July 14, 2013 by Robert Franklin, Esq.,

The domestic violence industry has its story and it’s stickin’ to it.  This, or course, is no surprise.  For decades, those feeding at the deep DV trough that’s periodically filled and refilled by federal and state agencies and private foundations have had one story to tell about domestic violence – that victims are invariably women and perpetrators are invariably men.  Now, it’s true that after 40 + years of telling that particular fib, they’ve grudgingly come to admit that, oh, maybe five percent of victims are male.

But year after year, their story remains the same despite an ever-growing body of scientific evidence that for decades has contradicted virtually everything the DV industry claims.  The more science there is on the subject, the more doggedly the DV industry clings to its patently false claims and, of course, it’s funding.

So this article comes as no surprise (Journal Star, 7/11/13).  Just last week, the Journal Star ran a piece by two attorneys reporting on the important Partner Abuse State of Knowledge Project that I’ve written about twice.  To Nebraskans reading the Journal Star, those attorneys brought the information contained in PASK, the single most broadly-based, authoritative work on domestic violence ever.  Good for them.

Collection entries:
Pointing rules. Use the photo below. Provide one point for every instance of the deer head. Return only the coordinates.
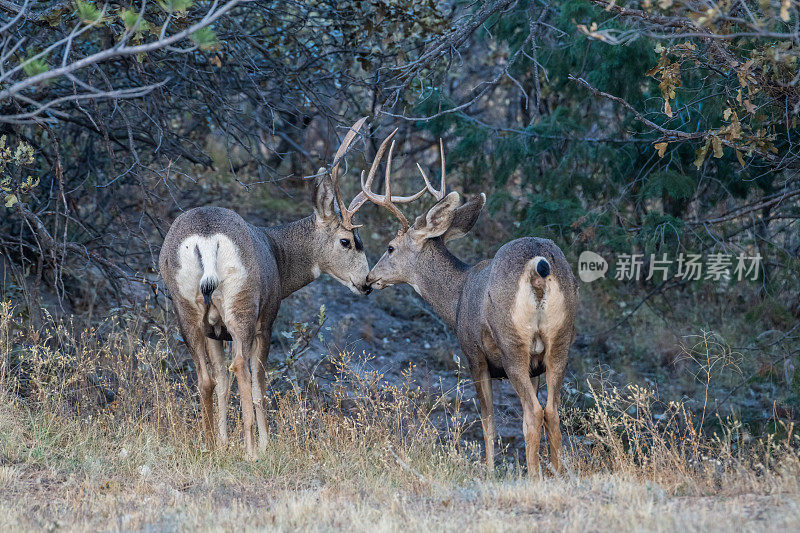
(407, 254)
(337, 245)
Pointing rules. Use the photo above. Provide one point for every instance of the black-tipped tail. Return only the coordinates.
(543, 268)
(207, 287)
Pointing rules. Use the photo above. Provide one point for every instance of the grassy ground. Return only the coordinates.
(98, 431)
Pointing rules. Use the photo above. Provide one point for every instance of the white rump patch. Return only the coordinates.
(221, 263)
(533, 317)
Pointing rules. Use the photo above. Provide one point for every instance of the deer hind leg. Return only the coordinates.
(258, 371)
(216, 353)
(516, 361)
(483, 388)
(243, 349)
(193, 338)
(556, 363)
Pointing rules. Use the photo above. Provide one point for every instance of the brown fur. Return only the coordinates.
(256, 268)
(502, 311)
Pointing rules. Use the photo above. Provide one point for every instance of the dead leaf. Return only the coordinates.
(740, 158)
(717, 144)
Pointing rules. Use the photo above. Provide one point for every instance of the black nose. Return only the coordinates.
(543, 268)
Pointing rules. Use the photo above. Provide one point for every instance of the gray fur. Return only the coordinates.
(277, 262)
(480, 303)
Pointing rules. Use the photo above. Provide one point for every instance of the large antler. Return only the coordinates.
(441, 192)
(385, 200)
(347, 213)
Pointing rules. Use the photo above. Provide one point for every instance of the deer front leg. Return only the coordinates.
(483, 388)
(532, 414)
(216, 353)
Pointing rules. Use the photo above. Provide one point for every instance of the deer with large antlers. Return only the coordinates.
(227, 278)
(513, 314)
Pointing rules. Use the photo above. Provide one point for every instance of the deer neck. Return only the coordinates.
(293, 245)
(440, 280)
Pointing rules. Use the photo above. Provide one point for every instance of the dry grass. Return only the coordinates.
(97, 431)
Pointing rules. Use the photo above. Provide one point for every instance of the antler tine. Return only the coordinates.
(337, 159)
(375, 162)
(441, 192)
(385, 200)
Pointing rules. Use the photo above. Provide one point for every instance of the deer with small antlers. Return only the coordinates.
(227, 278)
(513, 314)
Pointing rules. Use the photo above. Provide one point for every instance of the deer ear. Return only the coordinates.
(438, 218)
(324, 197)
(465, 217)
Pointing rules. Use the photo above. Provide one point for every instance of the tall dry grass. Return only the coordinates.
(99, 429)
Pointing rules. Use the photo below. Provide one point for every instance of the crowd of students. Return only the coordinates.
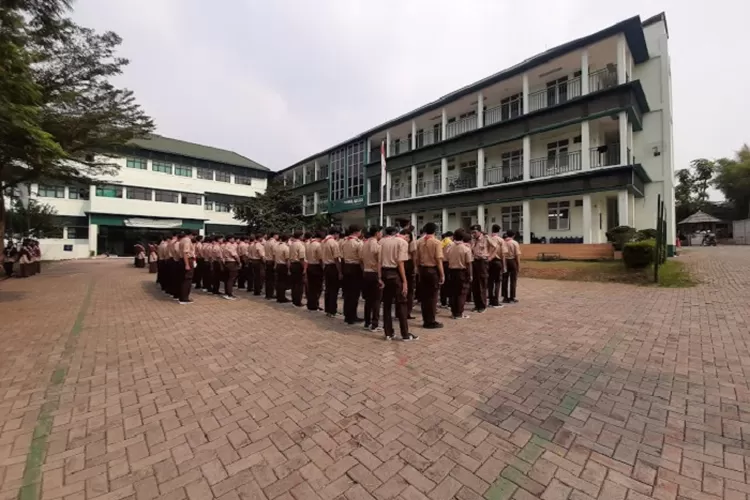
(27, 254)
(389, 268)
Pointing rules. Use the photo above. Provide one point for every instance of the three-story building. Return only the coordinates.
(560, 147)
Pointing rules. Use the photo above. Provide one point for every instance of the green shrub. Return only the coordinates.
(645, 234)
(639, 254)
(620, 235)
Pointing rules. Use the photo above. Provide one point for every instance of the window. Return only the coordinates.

Written tasks >>
A: Return the passage of the domestic violence article that begins at the words "But year after" and ends after the words "course, it’s funding.", copying it word for word.
B: Give the number of lines in the listing that contain the string "black", treating uppercase and lowercase as different. Reply with the number alone.

Answers >>
A:
But year after year, their story remains the same despite an ever-growing body of scientific evidence that for decades has contradicted virtually everything the DV industry claims.  The more science there is on the subject, the more doggedly the DV industry clings to its patently false claims and, of course, it’s funding.

B: 2